* _Exercise goal_:
Copy the items below word for word, but leave out the pictures.

* _Input data_:
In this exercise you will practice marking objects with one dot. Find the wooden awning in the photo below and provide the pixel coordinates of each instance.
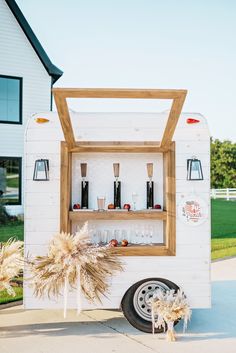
(61, 94)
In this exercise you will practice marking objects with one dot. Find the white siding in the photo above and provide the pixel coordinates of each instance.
(18, 58)
(190, 268)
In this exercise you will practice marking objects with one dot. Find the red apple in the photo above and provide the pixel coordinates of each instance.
(113, 242)
(124, 242)
(111, 206)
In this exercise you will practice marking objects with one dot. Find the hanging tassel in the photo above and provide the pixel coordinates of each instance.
(65, 295)
(78, 291)
(170, 335)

* _Result of this task_:
In this exercise you will practice marking objects with one dot. Find the wooden awning in the photo below and provide the pixel coordinates of each instance.
(61, 94)
In this exercise you will practice marking objects with one dot. Find the white siding in the photo above and provide the pixel coordinates of each instance.
(18, 58)
(190, 268)
In this exercise you will practice marking objects with one dot. Find the red apple in the photo above and provide the pixel coordinates of each instance.
(113, 242)
(124, 242)
(111, 206)
In this exercise you will practice marking objects with one dot. Find the hanging tassel in the photo above and provide the pixel coordinates of each instance.
(65, 295)
(78, 291)
(170, 335)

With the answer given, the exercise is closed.